# [WORK INSTRUCTIONS]
The response should consist of the listing, repeated word for word.

# [PROVIDED DATA]
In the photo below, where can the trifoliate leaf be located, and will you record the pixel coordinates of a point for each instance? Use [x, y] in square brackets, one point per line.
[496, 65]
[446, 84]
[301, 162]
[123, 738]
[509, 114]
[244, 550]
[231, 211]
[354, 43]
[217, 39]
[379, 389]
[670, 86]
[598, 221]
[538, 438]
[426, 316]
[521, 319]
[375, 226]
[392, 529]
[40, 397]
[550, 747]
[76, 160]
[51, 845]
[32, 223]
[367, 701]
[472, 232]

# [TASK OUTPUT]
In the photo below, where can the trifoliate leaf be located, and will you record the pixel coordinates of a point for each instance? Use [x, y] in square brackets, one point per line.
[496, 65]
[446, 84]
[301, 162]
[123, 738]
[509, 114]
[244, 550]
[231, 211]
[354, 43]
[217, 39]
[379, 389]
[670, 86]
[598, 221]
[538, 438]
[426, 316]
[521, 319]
[375, 226]
[392, 529]
[40, 397]
[550, 747]
[76, 160]
[51, 845]
[32, 223]
[367, 701]
[472, 232]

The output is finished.